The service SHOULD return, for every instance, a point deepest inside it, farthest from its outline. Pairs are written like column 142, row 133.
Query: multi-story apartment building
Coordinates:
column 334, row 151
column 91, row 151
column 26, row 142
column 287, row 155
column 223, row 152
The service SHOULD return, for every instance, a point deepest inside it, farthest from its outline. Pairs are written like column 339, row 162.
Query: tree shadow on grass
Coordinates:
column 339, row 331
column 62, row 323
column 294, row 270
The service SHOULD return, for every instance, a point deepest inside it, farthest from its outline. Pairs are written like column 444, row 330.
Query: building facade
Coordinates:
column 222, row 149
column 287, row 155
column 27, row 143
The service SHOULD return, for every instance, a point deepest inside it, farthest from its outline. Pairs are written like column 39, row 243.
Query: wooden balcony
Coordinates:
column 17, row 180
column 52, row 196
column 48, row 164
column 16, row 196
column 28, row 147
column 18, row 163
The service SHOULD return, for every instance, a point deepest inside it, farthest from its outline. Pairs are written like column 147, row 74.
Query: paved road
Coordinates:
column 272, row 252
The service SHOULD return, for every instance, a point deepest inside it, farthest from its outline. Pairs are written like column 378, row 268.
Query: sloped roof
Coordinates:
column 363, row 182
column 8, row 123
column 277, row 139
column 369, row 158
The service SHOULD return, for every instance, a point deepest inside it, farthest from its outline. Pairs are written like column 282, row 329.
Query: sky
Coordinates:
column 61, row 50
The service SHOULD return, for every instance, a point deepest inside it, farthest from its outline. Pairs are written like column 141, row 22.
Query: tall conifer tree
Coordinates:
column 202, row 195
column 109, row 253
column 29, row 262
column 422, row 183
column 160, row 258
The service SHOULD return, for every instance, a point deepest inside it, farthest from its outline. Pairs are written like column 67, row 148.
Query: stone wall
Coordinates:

===============

→ What is being asked:
Check each line of the data above for the string "building", and copy the ones that have it.

→ Expected answer:
Query: multi-story apartment building
Query: building facade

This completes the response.